Copy out every one of the items below character for character, changing nothing.

* Begin Data provided *

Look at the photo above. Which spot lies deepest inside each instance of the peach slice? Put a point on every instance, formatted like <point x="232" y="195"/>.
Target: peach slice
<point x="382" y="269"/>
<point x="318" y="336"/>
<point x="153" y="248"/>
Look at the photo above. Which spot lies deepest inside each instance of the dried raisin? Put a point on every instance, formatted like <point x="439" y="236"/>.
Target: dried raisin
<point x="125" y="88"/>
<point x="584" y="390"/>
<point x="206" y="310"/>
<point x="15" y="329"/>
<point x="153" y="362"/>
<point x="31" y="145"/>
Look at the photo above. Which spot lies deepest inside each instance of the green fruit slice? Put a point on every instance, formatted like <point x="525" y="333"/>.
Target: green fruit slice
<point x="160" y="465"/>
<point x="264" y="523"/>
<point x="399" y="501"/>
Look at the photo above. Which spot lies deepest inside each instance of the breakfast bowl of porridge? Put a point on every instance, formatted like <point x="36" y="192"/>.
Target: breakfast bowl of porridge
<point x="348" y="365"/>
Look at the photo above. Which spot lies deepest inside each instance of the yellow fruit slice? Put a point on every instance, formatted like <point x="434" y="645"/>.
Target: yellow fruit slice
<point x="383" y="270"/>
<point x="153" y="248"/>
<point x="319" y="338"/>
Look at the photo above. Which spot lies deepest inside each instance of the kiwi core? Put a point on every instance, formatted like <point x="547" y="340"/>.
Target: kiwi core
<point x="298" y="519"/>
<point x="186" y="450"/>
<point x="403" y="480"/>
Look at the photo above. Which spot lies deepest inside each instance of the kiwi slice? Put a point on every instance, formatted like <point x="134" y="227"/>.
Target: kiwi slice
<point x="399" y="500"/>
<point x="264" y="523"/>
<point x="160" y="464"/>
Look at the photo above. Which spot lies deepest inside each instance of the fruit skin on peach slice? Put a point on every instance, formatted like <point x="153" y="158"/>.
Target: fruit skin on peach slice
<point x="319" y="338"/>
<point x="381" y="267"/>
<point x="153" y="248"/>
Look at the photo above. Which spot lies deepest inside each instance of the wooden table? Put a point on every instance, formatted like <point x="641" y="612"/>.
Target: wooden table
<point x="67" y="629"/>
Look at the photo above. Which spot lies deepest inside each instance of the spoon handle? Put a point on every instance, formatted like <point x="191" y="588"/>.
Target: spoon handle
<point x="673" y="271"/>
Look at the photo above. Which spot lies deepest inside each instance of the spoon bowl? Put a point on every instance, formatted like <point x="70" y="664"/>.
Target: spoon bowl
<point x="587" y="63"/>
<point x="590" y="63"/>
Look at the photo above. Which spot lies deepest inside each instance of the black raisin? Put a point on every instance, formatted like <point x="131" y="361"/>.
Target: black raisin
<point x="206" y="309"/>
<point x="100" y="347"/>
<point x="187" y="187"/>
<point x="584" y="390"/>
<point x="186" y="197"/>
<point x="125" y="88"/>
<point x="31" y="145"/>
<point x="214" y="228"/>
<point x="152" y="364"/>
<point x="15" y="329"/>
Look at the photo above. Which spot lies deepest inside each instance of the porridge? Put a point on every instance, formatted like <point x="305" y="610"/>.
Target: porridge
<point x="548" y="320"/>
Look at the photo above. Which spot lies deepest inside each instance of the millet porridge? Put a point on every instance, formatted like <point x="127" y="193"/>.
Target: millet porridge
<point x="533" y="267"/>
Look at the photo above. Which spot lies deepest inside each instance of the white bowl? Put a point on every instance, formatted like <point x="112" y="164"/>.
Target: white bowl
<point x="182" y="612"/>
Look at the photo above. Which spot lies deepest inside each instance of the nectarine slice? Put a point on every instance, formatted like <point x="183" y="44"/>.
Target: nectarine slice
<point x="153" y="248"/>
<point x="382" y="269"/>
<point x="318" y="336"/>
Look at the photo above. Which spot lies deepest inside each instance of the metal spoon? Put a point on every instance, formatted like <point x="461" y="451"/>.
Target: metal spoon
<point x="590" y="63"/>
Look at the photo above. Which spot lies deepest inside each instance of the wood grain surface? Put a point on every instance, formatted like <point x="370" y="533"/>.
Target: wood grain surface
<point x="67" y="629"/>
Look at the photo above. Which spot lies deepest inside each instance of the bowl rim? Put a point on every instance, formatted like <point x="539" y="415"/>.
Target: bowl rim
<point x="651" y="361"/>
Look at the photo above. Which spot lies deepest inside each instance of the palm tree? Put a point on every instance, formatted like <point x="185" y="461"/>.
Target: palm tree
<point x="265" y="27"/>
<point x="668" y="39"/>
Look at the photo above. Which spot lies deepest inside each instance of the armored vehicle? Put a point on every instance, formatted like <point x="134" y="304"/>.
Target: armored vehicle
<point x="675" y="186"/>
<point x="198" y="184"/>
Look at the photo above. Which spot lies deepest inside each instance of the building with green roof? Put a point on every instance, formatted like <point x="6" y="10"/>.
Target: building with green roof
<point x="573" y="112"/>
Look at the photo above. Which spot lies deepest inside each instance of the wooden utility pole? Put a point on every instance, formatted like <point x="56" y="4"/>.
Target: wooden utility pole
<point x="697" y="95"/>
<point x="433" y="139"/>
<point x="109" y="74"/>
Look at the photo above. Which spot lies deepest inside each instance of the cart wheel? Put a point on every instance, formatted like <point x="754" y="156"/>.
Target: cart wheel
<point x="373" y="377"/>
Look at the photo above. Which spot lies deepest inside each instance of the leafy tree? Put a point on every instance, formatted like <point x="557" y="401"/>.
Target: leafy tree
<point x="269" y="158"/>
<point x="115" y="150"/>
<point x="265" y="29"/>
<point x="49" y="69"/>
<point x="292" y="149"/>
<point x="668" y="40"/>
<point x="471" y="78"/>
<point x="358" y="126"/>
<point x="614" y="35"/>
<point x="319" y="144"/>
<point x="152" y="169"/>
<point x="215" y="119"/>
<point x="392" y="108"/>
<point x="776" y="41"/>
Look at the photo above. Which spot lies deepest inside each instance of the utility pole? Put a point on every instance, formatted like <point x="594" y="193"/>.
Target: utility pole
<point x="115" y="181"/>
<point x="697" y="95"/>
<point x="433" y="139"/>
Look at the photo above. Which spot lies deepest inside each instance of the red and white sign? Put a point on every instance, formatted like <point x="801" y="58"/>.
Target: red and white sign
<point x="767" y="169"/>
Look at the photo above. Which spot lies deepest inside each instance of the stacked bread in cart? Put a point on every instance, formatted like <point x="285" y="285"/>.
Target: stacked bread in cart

* End Data provided *

> **Output for this exercise**
Look at the photo above. Which spot lies deepest inside each instance of the peach slice? Put a point on every instance, formatted like <point x="232" y="195"/>.
Target: peach slice
<point x="382" y="269"/>
<point x="318" y="336"/>
<point x="153" y="248"/>
Look at the photo above. Which spot lies deepest inside each instance of the dried raisin? Put a point on every instance, formatted like <point x="439" y="236"/>.
Target: dried raisin
<point x="125" y="88"/>
<point x="584" y="390"/>
<point x="206" y="310"/>
<point x="15" y="329"/>
<point x="153" y="362"/>
<point x="31" y="145"/>
Look at the photo above. Which spot lies deepest inside each instance of the green fruit slice? Put a point on every instance, formatted like <point x="525" y="333"/>.
Target: green fruit slice
<point x="160" y="465"/>
<point x="264" y="523"/>
<point x="399" y="501"/>
Look at the photo above. Which spot lies deepest inside each instance of the breakfast bowl of porridge? Put a point on every instance, formatted like <point x="36" y="192"/>.
Target: breakfast bowl of porridge
<point x="348" y="365"/>
Look at the photo above. Which spot lies deepest inside each instance of the yellow fruit slice? Put a point on every instance, formatted like <point x="434" y="645"/>.
Target: yellow fruit slice
<point x="383" y="270"/>
<point x="153" y="248"/>
<point x="319" y="338"/>
Look at the photo above. Which spot lies deepest inside each instance of the kiwi core? Put a point on every instance, formatted like <point x="547" y="340"/>.
Target: kiwi core
<point x="298" y="519"/>
<point x="186" y="450"/>
<point x="403" y="480"/>
Look at the photo above. Which spot lies deepest inside each instance of the kiwi slice? Put a point on every instance, formatted like <point x="134" y="227"/>.
Target: kiwi slice
<point x="399" y="500"/>
<point x="264" y="523"/>
<point x="160" y="464"/>
Look at the photo above. Which spot lies deepest inside each instance of the fruit skin on peach slice? Put a point on every instance, formatted like <point x="153" y="158"/>.
Target: fruit skin on peach slice
<point x="319" y="338"/>
<point x="381" y="267"/>
<point x="153" y="248"/>
Look at the photo above. Which spot lies deepest inside each instance of the wooden table? Put a point on every instance, formatted like <point x="641" y="612"/>.
Target: wooden table
<point x="67" y="629"/>
Look at the photo above. Which spot lies deepest inside each instance of the spoon handle? Put a point on every instance, formatted like <point x="191" y="588"/>.
Target: spoon handle
<point x="673" y="271"/>
Look at the photo above. Which spot lies deepest inside each instance of the spoon bowl? Put a point on every instance, formatted like <point x="70" y="664"/>.
Target: spoon bowl
<point x="587" y="63"/>
<point x="590" y="63"/>
Look at the photo above. Which spot lies deepest inside each instance of the black raisin? Put a point on every instance, formatted like <point x="131" y="361"/>.
Target: black raisin
<point x="206" y="309"/>
<point x="100" y="347"/>
<point x="187" y="187"/>
<point x="584" y="390"/>
<point x="186" y="197"/>
<point x="125" y="88"/>
<point x="31" y="145"/>
<point x="214" y="228"/>
<point x="152" y="364"/>
<point x="15" y="329"/>
Look at the photo above. Which spot lies deepest inside each instance of the porridge? Put a point on every instance, formatted like <point x="305" y="610"/>.
Target: porridge
<point x="548" y="320"/>
Look at the photo above. Which spot lies deepest inside each instance of the millet porridge? Put a point on every instance, formatted like <point x="127" y="193"/>.
Target: millet porridge
<point x="533" y="267"/>
Look at the photo above. Which spot lies deepest inside each instance of the white bowl? Put a point on every instance, formatted like <point x="112" y="164"/>.
Target: white bowl
<point x="182" y="612"/>
Look at the photo above. Which spot lies deepest inside each instance of the nectarine slice? Put a point on every instance, formatted like <point x="183" y="44"/>.
Target: nectarine slice
<point x="153" y="248"/>
<point x="382" y="269"/>
<point x="318" y="336"/>
Look at the photo above. Which spot lies deepest inside each instance of the metal spoon? Put a point on every instance, formatted like <point x="461" y="451"/>.
Target: metal spoon
<point x="590" y="63"/>
Look at the photo above. Which spot lies deepest inside each instance of the wood grain surface? Put a point on every instance, formatted like <point x="370" y="533"/>.
Target: wood grain surface
<point x="67" y="629"/>
Look at the photo above. Which spot lies deepest inside each instance of the bowl rim? Put a point on every instance, formatted like <point x="539" y="415"/>.
Target: bowl rim
<point x="651" y="361"/>
Look at the photo above. Which spot lies deepest inside each instance of the palm tree? Put a point on every instance, formatted like <point x="185" y="461"/>.
Target: palm tree
<point x="265" y="27"/>
<point x="668" y="39"/>
Look at the photo above. Which spot lies deepest inside each instance of the armored vehicle? Put a point on every instance, formatted like <point x="134" y="304"/>.
Target: armored vehicle
<point x="675" y="186"/>
<point x="198" y="184"/>
Look at the photo above. Which spot lies deepest inside each instance of the building with green roof? Put a point on every instance, formatted like <point x="6" y="10"/>.
Target: building with green roof
<point x="573" y="112"/>
Look at the photo above. Which spot lies deepest inside each instance of the wooden utility pole? Put a point on every instance, formatted like <point x="56" y="4"/>.
Target: wooden utility pole
<point x="697" y="95"/>
<point x="433" y="139"/>
<point x="109" y="74"/>
Look at the photo above. Which spot lies deepest inside each instance of the cart wheel? Put a point on every instance, formatted like <point x="754" y="156"/>.
Target: cart wheel
<point x="373" y="377"/>
Look at the photo above. Which spot lies deepest inside each instance of the leafy tree? Put a point on every instance, formatted like <point x="557" y="401"/>.
Target: leafy tree
<point x="269" y="158"/>
<point x="115" y="150"/>
<point x="265" y="29"/>
<point x="49" y="69"/>
<point x="292" y="149"/>
<point x="668" y="40"/>
<point x="471" y="78"/>
<point x="358" y="126"/>
<point x="614" y="35"/>
<point x="319" y="144"/>
<point x="152" y="169"/>
<point x="215" y="119"/>
<point x="392" y="108"/>
<point x="776" y="41"/>
Look at the photo above. Which spot lies deepest inside each instance of the utility pole? Put a point on every instance, formatted like <point x="594" y="193"/>.
Target: utility pole
<point x="115" y="181"/>
<point x="697" y="95"/>
<point x="433" y="139"/>
Look at the photo above. Which spot lies deepest inside each instance of the red and white sign? Put a point on every instance, formatted like <point x="801" y="58"/>.
Target: red and white sign
<point x="767" y="169"/>
Look at the photo above. Which spot lies deepest inside each instance of the stacked bread in cart? Put a point on every instance, formatted like <point x="285" y="285"/>.
Target: stacked bread in cart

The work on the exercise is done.